▶ **What to do**
Select each line of the records below that contains the string "road", and copy those lines. Treat uppercase and lowercase letters as different.

▶ **Data items**
[Begin]
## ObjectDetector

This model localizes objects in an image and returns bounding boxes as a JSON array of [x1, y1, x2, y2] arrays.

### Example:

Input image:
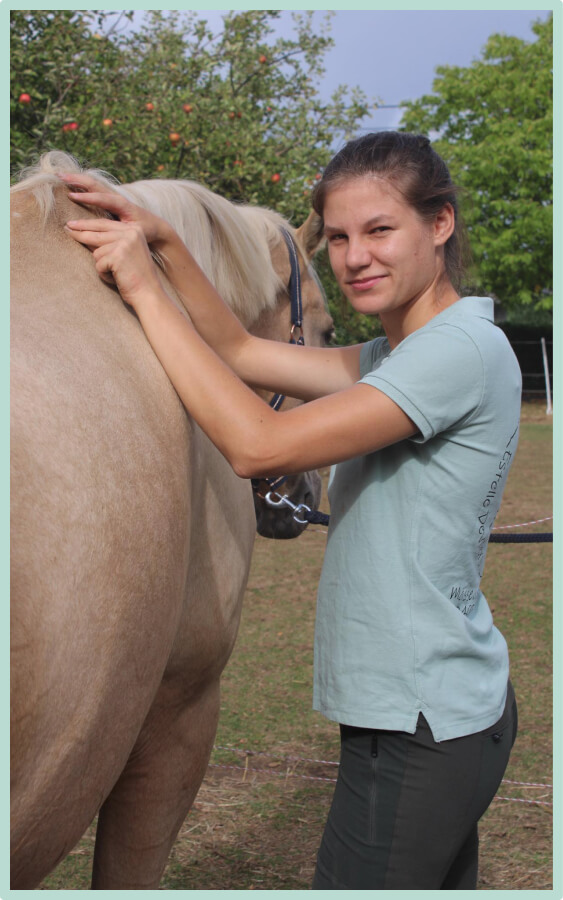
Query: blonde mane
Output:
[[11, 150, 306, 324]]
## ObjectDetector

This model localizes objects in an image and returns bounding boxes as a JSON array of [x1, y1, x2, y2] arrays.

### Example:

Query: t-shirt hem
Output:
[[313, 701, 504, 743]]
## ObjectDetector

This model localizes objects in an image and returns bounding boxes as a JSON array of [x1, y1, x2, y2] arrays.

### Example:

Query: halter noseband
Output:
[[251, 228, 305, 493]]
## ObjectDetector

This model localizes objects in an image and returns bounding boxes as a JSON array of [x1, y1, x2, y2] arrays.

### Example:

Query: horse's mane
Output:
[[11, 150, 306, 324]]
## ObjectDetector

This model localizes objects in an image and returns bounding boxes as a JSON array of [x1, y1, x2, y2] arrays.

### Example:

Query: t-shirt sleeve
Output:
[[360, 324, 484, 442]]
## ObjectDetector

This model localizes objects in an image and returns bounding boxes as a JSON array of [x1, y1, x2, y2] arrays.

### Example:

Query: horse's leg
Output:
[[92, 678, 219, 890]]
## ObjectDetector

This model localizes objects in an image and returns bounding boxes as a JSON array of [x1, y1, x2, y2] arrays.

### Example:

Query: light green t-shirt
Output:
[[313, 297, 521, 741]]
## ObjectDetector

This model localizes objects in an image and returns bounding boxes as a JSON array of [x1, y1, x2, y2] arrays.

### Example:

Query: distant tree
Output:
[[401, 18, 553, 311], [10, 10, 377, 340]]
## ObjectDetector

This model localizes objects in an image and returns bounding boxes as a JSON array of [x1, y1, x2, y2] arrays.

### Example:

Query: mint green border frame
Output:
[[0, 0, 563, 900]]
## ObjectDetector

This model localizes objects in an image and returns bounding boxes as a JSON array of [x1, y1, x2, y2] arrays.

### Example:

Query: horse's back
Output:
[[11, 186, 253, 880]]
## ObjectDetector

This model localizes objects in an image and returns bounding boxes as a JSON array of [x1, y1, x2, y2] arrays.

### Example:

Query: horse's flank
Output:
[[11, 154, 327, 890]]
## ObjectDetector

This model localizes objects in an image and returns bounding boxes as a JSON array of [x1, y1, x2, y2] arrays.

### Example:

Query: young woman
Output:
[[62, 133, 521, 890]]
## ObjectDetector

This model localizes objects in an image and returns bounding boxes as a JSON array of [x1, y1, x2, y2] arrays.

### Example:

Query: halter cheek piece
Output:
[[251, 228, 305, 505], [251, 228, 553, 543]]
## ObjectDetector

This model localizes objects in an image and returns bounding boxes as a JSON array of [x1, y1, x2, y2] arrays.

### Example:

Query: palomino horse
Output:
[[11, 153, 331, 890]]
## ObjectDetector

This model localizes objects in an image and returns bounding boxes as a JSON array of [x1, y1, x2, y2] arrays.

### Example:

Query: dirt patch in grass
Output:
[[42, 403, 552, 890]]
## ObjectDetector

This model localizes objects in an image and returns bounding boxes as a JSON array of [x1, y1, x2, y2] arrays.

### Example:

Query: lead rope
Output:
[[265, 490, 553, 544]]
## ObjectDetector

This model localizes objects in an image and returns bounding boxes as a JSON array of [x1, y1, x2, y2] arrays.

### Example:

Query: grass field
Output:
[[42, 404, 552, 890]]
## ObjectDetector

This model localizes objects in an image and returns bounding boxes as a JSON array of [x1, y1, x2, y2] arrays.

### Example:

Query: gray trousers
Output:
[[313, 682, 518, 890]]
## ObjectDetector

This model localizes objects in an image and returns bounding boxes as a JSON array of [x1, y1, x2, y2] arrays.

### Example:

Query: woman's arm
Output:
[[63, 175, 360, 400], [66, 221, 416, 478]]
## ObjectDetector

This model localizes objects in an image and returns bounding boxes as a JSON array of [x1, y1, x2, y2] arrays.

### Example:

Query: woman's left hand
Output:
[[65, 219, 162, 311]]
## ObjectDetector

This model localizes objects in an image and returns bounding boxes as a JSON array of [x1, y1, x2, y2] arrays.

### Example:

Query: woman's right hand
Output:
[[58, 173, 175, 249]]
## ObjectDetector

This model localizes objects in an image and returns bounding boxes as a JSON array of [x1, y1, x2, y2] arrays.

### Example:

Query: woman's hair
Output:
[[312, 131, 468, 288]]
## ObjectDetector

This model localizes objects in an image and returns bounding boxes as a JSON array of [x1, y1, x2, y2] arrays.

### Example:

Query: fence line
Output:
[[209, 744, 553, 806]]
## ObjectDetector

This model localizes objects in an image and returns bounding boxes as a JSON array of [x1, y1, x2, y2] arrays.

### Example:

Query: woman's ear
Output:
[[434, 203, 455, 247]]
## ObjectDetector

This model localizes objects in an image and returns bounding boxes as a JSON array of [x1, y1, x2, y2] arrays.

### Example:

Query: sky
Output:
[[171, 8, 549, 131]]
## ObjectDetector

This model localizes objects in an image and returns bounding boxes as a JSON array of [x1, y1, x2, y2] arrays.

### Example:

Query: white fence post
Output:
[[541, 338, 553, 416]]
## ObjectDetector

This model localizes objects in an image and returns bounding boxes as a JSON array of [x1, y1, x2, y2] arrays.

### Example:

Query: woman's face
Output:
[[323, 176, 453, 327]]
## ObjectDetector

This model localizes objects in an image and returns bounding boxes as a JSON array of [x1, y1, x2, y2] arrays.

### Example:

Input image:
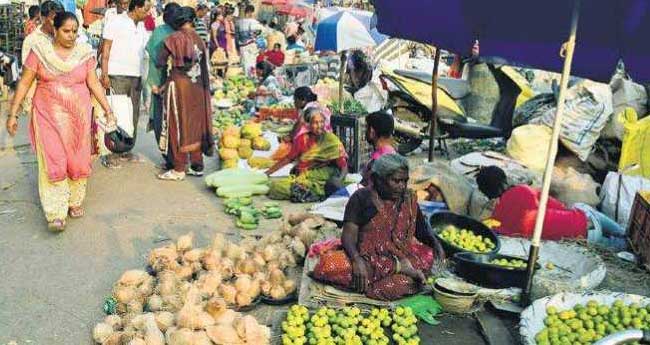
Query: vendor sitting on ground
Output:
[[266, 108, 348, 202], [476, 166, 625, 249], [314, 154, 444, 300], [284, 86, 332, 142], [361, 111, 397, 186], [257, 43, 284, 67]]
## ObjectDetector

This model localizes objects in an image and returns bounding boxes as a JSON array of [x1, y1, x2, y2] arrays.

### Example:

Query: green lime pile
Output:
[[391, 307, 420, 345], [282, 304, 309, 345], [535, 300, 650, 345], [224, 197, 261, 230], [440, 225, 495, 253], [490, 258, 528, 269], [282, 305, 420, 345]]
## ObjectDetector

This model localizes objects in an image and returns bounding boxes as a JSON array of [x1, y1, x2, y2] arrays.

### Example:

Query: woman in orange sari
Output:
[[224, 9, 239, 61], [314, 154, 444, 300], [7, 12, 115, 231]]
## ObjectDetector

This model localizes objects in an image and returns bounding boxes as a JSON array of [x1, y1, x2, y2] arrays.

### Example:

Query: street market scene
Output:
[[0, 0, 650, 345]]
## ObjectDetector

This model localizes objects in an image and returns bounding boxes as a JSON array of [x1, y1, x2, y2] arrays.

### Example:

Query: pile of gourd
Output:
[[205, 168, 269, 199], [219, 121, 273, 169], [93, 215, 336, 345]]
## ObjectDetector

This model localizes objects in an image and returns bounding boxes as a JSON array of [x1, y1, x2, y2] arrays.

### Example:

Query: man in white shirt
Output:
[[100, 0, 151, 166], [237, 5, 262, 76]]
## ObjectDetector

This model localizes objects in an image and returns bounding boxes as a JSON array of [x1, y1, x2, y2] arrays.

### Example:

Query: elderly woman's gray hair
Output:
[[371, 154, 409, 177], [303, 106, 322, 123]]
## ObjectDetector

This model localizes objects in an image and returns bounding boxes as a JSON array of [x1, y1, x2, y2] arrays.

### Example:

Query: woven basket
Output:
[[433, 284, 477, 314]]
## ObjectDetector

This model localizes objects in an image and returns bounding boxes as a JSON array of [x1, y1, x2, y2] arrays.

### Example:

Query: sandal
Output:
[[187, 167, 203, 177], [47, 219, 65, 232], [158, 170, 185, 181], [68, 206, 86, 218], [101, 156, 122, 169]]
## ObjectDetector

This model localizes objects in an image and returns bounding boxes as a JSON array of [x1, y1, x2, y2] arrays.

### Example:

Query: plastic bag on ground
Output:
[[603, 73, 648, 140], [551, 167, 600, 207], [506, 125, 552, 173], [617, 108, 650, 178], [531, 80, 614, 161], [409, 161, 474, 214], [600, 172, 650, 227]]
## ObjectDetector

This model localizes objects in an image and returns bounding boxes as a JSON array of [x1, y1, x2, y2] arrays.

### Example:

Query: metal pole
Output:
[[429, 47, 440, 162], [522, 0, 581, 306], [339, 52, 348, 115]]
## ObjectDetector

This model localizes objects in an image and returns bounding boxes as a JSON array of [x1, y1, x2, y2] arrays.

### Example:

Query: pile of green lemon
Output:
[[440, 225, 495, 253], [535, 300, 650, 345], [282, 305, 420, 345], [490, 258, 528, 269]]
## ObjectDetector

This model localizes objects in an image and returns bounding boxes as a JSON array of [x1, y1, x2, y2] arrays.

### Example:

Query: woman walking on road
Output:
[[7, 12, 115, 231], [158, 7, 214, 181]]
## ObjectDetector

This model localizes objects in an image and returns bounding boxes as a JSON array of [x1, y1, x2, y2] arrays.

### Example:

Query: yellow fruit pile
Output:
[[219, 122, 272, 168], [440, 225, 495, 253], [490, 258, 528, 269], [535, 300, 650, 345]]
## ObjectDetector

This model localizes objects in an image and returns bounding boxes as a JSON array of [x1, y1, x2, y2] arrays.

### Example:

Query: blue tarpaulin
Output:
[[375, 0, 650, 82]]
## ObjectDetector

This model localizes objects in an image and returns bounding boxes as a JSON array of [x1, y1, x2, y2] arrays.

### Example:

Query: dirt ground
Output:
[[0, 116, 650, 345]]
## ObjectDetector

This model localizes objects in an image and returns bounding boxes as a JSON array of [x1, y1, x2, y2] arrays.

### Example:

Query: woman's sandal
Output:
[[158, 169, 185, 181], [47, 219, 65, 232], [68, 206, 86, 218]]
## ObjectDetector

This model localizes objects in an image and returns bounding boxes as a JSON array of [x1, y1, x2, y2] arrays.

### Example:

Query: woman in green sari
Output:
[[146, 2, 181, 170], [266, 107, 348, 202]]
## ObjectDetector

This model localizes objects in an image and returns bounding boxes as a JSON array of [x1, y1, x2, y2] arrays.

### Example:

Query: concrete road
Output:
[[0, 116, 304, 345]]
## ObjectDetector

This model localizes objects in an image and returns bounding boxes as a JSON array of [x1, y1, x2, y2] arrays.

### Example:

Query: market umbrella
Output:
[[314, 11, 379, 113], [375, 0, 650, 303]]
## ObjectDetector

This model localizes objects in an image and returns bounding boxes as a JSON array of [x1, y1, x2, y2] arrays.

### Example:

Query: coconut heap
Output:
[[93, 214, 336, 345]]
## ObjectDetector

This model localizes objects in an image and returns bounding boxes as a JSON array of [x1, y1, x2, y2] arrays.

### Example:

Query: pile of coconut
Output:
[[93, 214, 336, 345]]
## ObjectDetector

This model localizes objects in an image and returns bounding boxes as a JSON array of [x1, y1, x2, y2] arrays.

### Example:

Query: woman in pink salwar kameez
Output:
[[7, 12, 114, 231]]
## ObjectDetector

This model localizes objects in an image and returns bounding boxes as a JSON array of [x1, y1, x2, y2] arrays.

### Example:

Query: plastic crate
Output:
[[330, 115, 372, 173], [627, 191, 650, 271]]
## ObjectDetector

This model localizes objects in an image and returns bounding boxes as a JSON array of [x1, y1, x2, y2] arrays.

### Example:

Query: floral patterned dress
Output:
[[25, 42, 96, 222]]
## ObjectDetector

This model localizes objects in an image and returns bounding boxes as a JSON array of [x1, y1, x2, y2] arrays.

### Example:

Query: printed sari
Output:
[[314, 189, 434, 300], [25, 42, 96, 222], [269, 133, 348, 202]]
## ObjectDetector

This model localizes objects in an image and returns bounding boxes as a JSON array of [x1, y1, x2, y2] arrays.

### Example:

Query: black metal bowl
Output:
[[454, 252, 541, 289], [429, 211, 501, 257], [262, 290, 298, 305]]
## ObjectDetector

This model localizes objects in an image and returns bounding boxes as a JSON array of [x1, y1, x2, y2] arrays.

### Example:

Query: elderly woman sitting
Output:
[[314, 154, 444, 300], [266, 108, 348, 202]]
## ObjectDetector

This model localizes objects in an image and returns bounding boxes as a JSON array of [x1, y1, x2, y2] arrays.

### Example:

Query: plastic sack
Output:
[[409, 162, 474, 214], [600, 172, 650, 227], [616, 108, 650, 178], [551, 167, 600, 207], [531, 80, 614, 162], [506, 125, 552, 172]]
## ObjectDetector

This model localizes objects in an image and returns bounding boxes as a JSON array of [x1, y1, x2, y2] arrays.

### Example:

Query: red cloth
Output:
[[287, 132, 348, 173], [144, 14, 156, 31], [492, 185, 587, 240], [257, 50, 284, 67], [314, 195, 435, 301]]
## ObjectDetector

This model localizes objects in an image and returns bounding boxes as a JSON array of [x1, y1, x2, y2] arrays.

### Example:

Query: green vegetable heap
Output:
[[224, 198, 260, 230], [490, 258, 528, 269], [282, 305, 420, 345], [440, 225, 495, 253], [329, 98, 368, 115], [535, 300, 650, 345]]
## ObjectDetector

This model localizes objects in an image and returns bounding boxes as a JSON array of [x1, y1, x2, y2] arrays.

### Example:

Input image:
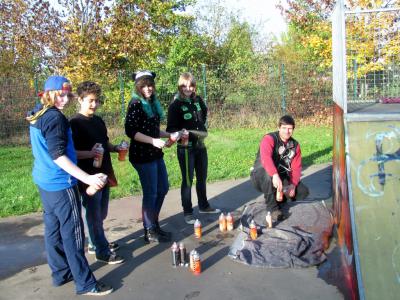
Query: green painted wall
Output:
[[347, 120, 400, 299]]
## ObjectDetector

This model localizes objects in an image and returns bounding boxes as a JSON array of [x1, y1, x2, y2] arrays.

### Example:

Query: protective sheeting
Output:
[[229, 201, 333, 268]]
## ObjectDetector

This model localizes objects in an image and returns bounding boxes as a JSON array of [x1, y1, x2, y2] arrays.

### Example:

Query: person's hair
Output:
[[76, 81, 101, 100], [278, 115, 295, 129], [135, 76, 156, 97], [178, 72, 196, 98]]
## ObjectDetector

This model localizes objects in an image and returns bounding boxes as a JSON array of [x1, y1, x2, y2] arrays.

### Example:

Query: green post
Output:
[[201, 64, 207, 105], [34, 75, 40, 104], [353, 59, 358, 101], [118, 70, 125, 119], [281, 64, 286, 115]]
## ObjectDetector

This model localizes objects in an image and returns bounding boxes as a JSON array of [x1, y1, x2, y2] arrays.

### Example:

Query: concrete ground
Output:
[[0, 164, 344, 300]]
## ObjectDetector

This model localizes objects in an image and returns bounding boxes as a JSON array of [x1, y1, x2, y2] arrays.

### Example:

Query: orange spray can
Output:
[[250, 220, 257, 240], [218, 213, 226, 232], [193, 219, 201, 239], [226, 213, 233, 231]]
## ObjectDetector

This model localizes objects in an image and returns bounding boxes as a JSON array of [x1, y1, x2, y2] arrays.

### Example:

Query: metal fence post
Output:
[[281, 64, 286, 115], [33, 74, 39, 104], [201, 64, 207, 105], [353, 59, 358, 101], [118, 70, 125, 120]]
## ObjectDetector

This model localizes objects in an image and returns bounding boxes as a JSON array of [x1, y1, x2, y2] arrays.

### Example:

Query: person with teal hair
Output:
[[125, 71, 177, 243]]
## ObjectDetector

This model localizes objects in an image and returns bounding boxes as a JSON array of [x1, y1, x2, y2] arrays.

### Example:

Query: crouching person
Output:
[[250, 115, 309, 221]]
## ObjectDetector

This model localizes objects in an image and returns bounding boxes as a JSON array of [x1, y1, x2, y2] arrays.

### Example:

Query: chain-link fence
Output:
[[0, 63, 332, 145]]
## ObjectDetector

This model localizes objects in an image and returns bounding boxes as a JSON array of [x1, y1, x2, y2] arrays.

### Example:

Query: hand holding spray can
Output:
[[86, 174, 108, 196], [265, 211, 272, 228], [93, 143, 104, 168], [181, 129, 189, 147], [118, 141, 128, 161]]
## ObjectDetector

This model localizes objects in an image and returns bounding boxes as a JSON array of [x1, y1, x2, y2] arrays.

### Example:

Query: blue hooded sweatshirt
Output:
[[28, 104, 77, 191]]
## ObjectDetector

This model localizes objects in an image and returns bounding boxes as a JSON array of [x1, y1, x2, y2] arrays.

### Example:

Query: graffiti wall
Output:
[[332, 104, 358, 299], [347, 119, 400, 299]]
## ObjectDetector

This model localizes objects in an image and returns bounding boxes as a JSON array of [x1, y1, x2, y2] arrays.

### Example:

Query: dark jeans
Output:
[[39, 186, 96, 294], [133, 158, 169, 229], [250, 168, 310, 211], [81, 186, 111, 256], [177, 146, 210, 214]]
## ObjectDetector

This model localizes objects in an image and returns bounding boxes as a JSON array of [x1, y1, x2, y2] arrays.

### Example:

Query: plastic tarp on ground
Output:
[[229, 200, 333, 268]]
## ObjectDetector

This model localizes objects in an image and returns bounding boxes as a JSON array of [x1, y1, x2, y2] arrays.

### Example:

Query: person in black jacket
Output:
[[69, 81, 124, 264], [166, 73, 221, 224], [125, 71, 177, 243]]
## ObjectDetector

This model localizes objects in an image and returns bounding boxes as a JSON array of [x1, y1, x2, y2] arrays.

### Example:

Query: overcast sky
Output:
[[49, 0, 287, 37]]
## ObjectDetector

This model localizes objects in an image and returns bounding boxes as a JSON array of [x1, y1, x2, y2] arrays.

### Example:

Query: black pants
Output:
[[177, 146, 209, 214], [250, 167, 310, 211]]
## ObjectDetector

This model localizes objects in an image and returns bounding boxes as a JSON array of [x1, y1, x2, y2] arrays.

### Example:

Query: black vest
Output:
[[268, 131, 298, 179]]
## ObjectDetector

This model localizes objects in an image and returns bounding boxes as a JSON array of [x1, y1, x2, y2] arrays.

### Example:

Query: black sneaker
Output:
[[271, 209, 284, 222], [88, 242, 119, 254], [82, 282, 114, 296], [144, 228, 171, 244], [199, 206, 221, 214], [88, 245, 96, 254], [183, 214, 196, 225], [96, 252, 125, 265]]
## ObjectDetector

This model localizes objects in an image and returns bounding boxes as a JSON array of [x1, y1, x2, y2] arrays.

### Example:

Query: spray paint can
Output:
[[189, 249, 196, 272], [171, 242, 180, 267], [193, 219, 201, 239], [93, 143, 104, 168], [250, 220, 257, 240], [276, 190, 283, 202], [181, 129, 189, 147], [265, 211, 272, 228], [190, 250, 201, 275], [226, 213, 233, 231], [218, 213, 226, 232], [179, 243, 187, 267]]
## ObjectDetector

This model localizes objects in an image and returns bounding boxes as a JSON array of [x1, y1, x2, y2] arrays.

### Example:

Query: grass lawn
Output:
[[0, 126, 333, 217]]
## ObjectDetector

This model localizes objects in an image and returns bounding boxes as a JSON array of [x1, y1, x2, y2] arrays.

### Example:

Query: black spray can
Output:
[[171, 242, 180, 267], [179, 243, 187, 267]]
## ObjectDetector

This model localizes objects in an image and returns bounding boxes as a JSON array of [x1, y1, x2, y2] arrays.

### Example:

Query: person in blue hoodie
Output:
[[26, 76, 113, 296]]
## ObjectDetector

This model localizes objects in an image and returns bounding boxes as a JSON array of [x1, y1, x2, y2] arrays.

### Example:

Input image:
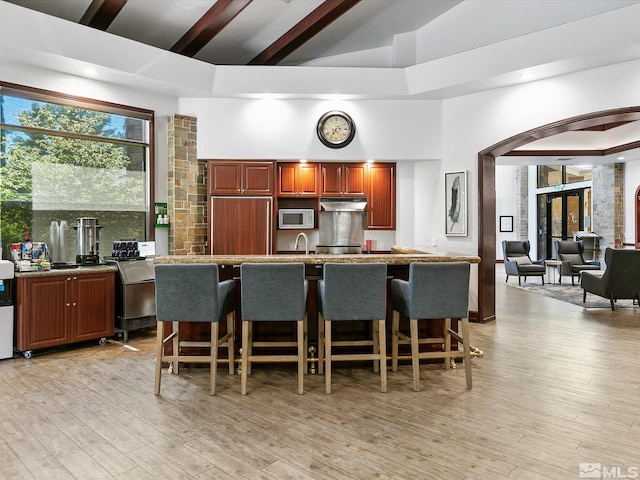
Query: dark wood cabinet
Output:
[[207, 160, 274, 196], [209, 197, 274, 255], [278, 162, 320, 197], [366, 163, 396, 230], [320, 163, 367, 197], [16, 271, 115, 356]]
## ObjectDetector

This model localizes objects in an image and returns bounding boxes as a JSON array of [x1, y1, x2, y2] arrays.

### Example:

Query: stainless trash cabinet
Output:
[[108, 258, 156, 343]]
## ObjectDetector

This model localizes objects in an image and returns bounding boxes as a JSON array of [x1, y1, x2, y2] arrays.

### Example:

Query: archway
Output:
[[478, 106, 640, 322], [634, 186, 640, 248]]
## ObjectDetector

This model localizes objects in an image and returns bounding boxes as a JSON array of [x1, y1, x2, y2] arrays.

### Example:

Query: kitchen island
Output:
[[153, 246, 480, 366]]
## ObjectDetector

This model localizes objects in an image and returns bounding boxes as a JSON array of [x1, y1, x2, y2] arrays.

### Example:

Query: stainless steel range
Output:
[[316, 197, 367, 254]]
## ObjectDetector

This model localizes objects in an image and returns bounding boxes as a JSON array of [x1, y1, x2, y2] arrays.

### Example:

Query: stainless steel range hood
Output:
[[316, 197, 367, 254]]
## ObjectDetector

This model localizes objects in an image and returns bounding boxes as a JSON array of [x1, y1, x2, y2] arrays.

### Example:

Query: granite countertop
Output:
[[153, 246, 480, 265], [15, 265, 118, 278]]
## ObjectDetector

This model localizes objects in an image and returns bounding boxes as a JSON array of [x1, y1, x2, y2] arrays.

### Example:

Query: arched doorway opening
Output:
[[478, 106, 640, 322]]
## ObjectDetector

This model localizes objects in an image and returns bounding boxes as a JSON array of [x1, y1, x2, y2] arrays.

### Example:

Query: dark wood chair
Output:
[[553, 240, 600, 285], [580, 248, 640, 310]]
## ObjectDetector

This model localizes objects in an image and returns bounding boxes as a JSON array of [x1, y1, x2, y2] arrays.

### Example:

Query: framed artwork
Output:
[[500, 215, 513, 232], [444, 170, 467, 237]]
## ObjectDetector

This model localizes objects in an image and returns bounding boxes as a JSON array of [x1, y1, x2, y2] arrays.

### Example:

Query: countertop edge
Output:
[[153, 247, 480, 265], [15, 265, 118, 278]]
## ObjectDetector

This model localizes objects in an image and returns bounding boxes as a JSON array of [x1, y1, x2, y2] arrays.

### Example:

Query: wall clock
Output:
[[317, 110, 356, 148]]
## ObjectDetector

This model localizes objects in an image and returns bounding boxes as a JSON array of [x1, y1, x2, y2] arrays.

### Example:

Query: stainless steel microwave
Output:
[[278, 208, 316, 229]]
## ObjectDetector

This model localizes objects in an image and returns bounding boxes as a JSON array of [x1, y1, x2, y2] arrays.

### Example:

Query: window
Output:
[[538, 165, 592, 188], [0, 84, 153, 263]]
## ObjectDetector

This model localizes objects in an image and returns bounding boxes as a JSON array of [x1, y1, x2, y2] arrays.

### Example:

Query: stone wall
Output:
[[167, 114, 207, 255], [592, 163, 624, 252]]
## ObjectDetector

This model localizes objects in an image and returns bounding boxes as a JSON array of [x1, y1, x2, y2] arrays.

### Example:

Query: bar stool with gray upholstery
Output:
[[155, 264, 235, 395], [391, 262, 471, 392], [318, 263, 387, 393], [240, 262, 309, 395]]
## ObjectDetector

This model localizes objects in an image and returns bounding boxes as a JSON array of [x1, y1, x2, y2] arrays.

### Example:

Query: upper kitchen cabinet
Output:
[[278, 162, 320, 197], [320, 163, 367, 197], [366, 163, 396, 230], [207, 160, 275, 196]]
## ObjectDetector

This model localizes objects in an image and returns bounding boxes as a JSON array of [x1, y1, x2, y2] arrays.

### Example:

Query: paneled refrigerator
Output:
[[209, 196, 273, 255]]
[End]
▶ **Response**
Query: woman walking on road
Query: concrete road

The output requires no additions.